* Exercise *
Nothing in the records may be left out or altered; reproduce them all exactly.

* Provided data *
* BEGIN *

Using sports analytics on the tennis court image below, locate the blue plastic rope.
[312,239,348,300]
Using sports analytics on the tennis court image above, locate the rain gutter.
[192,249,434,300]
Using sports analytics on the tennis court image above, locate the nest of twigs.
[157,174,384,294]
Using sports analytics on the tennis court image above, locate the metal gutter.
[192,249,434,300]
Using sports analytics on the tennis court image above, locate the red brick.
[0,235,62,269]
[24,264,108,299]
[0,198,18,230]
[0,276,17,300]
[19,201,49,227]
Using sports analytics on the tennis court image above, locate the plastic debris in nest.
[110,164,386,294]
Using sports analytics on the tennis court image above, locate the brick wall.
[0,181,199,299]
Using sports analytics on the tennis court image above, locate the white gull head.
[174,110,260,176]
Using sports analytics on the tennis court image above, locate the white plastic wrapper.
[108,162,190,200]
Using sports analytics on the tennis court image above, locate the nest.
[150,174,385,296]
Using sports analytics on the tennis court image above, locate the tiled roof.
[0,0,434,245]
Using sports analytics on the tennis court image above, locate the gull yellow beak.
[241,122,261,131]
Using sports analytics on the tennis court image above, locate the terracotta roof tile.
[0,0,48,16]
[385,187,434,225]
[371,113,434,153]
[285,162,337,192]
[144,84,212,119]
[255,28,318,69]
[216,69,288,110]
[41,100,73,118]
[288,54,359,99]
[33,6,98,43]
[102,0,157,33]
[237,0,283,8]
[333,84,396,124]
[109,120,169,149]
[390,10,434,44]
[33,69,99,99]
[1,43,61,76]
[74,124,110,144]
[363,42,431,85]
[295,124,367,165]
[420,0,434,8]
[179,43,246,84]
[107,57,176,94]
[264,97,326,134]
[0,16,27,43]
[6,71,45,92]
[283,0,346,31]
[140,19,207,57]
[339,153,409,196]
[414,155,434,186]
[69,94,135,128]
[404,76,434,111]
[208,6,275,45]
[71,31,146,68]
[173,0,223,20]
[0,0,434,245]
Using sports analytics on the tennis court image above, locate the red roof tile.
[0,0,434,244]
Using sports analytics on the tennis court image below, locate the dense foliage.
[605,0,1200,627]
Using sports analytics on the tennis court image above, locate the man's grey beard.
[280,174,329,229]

* END *

* Finished exercise *
Using sports analytics on the tennis court image below, locate the blue plastic rope.
[312,239,348,300]
Using sports analytics on the tennis court image above, locate the rain gutter.
[192,249,434,300]
Using sports analytics on the tennis court image above, locate the nest of twigs.
[157,174,384,294]
Using sports analytics on the tennis court image above, locate the metal gutter.
[192,249,434,300]
Using sports analytics on the tennis court image above, locate the red brick.
[0,235,62,269]
[24,264,108,299]
[0,198,18,230]
[0,276,17,300]
[19,201,49,227]
Using sports analytics on the tennis court image above, locate the plastic debris in nest.
[110,164,386,294]
Using sports analytics on the tennis court image above, locate the brick wall.
[0,181,199,299]
Using sports analytics on the tennis court image above, locate the white gull head.
[174,110,260,176]
Using sports analytics on the tennis court image above, locate the white plastic wrapper.
[108,162,190,200]
Using sports analytics on the tennis court image above, locate the nest.
[150,174,385,296]
Using sports analytics on the tennis court image above, locate the tiled roof.
[0,0,434,245]
Using sports analytics on the tennis court image above, locate the gull yellow beak.
[241,122,261,131]
Using sports analytics on the tennis court image above, locate the terracotta roof tile.
[0,0,48,16]
[385,187,434,225]
[371,113,434,153]
[285,162,337,192]
[144,84,212,119]
[255,28,318,69]
[216,69,288,110]
[41,100,73,118]
[288,54,359,99]
[33,6,98,43]
[102,0,157,33]
[237,0,283,8]
[333,84,396,124]
[109,120,169,149]
[390,10,434,44]
[33,69,99,99]
[1,43,61,76]
[74,124,110,144]
[363,42,431,85]
[295,124,367,165]
[420,0,434,8]
[179,43,246,84]
[107,57,176,94]
[264,97,326,134]
[0,16,27,43]
[6,71,45,92]
[283,0,346,31]
[140,19,207,57]
[339,153,409,196]
[414,155,434,186]
[69,94,135,128]
[404,76,434,111]
[208,6,275,45]
[71,31,146,68]
[173,0,223,20]
[0,0,434,245]
Using sports analytics on the tennis court image above, locate the red roof tile.
[0,0,434,244]
Using sports analytics on the tennis court image below, locate the dense foliage.
[605,0,1200,627]
Using sports analytics on the tennis court image above, locate the man's grey beard.
[280,174,329,229]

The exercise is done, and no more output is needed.